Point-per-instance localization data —
****
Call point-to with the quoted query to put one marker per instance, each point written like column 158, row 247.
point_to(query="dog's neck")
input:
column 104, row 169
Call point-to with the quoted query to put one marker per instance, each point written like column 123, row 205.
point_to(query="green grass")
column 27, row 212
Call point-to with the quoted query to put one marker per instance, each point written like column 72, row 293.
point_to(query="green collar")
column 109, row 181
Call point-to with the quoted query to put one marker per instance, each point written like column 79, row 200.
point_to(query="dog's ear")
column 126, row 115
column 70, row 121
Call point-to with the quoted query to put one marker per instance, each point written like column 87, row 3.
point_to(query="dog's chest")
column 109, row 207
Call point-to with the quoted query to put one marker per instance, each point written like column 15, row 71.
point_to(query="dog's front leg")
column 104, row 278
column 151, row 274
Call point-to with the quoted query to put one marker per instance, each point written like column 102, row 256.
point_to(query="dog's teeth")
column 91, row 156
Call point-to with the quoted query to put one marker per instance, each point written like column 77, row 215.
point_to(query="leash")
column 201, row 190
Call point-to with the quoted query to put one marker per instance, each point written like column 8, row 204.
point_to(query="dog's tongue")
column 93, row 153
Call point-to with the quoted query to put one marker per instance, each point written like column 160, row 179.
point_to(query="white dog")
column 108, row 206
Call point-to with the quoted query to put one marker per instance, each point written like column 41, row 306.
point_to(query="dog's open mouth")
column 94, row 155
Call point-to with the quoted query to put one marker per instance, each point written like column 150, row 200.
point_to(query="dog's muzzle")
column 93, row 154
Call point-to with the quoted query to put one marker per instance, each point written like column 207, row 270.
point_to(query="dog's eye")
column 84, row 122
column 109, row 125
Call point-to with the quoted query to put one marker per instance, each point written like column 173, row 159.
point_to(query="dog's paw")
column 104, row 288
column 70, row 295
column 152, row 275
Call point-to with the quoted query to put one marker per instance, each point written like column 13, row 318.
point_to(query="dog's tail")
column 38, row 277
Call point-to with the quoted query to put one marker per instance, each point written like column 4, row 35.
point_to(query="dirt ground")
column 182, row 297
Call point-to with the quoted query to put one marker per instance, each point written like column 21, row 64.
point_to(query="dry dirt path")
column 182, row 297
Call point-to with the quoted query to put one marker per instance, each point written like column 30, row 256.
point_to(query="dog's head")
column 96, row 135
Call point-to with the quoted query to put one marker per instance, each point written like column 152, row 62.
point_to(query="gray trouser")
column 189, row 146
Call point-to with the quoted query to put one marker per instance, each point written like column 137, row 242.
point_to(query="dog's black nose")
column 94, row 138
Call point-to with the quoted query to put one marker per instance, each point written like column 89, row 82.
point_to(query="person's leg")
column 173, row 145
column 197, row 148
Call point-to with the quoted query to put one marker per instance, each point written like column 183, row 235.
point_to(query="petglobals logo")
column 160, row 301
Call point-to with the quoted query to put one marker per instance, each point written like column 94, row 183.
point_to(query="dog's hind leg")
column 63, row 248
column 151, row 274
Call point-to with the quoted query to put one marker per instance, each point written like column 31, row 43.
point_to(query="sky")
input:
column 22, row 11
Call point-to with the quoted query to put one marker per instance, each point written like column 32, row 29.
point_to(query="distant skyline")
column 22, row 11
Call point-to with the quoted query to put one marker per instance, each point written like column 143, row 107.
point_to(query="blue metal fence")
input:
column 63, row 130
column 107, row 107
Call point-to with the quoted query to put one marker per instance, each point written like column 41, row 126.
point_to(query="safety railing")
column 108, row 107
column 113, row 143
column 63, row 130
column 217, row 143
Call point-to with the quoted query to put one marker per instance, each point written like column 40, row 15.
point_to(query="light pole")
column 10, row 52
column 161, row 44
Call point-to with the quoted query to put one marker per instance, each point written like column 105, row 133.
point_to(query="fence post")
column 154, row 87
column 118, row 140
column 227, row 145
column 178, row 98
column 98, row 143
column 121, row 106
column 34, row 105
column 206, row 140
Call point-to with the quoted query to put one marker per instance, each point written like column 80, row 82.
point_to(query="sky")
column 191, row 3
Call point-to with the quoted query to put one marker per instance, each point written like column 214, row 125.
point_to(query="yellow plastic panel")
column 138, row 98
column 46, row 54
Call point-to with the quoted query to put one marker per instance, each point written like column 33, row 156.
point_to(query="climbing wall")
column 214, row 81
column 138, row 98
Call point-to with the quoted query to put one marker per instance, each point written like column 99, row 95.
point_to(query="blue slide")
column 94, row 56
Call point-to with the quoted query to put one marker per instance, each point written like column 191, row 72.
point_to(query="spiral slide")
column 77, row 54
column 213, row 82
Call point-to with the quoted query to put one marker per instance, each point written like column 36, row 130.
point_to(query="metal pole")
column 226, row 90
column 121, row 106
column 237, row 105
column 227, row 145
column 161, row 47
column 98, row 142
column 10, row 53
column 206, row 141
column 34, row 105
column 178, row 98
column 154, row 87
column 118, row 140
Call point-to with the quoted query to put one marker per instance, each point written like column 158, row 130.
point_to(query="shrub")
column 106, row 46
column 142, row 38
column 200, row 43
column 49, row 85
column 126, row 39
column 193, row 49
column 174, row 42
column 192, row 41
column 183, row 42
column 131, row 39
****
Exercise — Would you transcribe the records above exactly, leaving nothing out?

Response to this exercise —
Call point-to with the quoted query to put one marker per instance, each point written like column 158, row 247.
point_to(query="dog's neck")
input:
column 104, row 169
Call point-to with the quoted query to put one marker per instance, each point written like column 123, row 205.
point_to(query="green grass")
column 27, row 212
Call point-to with the quoted query to put one marker per instance, each point written like column 72, row 293.
point_to(query="green collar")
column 109, row 181
Call point-to with the quoted query to put one marker per instance, each point written like column 79, row 200.
point_to(query="dog's ear")
column 126, row 115
column 70, row 121
Call point-to with the quoted query to put one marker per instance, each point written like column 87, row 3.
point_to(query="dog's chest")
column 109, row 207
Call point-to with the quoted query to put one marker per instance, each point written like column 15, row 71.
point_to(query="dog's front leg")
column 104, row 278
column 151, row 274
Call point-to with the quoted query to put one marker per instance, each point written like column 102, row 256.
point_to(query="dog's teeth")
column 91, row 156
Call point-to with the quoted query to put one marker per instance, each point written like column 77, row 215.
point_to(query="leash")
column 201, row 190
Call point-to with the quoted query to put one marker per instance, each point written like column 8, row 204.
point_to(query="dog's tongue")
column 93, row 153
Call point-to with the quoted query to put one marker per instance, each point written like column 160, row 179.
point_to(query="white dog")
column 108, row 206
Call point-to with the quoted query to put one marker per instance, each point written like column 41, row 306.
point_to(query="dog's open mouth")
column 94, row 155
Call point-to with the quoted query to put one marker per instance, each point written like column 150, row 200.
point_to(query="dog's muzzle")
column 93, row 154
Call point-to with the quoted query to put one marker per instance, each point written like column 207, row 270.
point_to(query="dog's eye")
column 84, row 122
column 109, row 125
Call point-to with the quoted query to put one marker per instance, each point written like column 173, row 159.
point_to(query="dog's paw")
column 104, row 288
column 70, row 295
column 152, row 275
Call point-to with the quoted query to put one marker per instance, each point written like column 13, row 318.
point_to(query="dog's tail")
column 38, row 277
Call point-to with the quoted query to put one marker per instance, each point written like column 4, row 35.
point_to(query="dirt ground")
column 182, row 297
Call point-to with the quoted query to put one marker per instance, each point written like column 21, row 64.
point_to(query="dry dirt path")
column 182, row 297
Call point-to with the quoted query to put one marker per instance, each point written like column 30, row 256.
point_to(query="dog's head")
column 96, row 135
Call point-to with the quoted query to put one marker per instance, each point written like column 152, row 62.
point_to(query="gray trouser")
column 189, row 146
Call point-to with the quoted query to put one marker per instance, each point written like column 137, row 242.
point_to(query="dog's black nose")
column 94, row 138
Call point-to with the quoted query to put one marker per instance, each point written like column 89, row 82.
point_to(query="person's leg")
column 173, row 145
column 197, row 148
Call point-to with the quoted query to put one marker per instance, each point written like column 183, row 235.
point_to(query="petglobals logo")
column 160, row 301
Call point-to with the quoted query to put one marker per instance, each point written like column 94, row 183.
point_to(query="dog's hind leg")
column 63, row 248
column 151, row 274
Call point-to with the quoted query to put one marker per instance, each point written like column 31, row 43.
point_to(query="sky")
input:
column 22, row 11
Call point-to with the quoted query to put one marker per instance, each point written like column 32, row 29.
point_to(query="distant skyline")
column 22, row 11
Call point-to with the quoted query to put one marker per instance, each point written like column 143, row 107.
point_to(query="blue metal fence")
input:
column 63, row 130
column 107, row 107
Call point-to with the quoted query to put one marker per instance, each point written like column 41, row 126.
point_to(query="safety railing")
column 108, row 107
column 113, row 143
column 63, row 130
column 217, row 143
Call point-to with the quoted query to put one marker per instance, each point written like column 40, row 15.
point_to(query="light pole")
column 10, row 52
column 161, row 44
Call point-to with the quoted query to put one marker per instance, each point written like column 105, row 133.
point_to(query="fence post")
column 154, row 87
column 118, row 140
column 227, row 145
column 178, row 98
column 98, row 143
column 121, row 106
column 34, row 105
column 206, row 140
Call point-to with the quoted query to put one marker per instance, each point written like column 80, row 82.
point_to(query="sky")
column 191, row 3
Call point-to with the quoted query to put one marker per instance, each point written like column 214, row 125.
point_to(query="yellow plastic panel")
column 138, row 98
column 46, row 54
Call point-to with the quoted query to put one marker per instance, each point written like column 33, row 156.
point_to(query="climbing wall")
column 214, row 81
column 138, row 98
Call point-to with the quoted query to put one marker per instance, each point written like column 99, row 95.
point_to(query="blue slide")
column 94, row 56
Call point-to with the quoted query to put one marker per instance, each point written like column 191, row 72.
point_to(query="spiral slide")
column 77, row 54
column 213, row 82
Call point-to with the quoted query to put one marker per instance, each point written like column 36, row 130.
point_to(query="metal pole")
column 226, row 90
column 121, row 106
column 237, row 105
column 227, row 145
column 161, row 47
column 98, row 142
column 10, row 53
column 206, row 141
column 34, row 105
column 178, row 98
column 154, row 87
column 118, row 140
Call point-to with the quoted query to put one marker per instance, each point written like column 158, row 130.
point_to(query="shrub")
column 106, row 46
column 142, row 38
column 200, row 43
column 49, row 85
column 126, row 39
column 193, row 49
column 174, row 42
column 192, row 41
column 183, row 42
column 131, row 39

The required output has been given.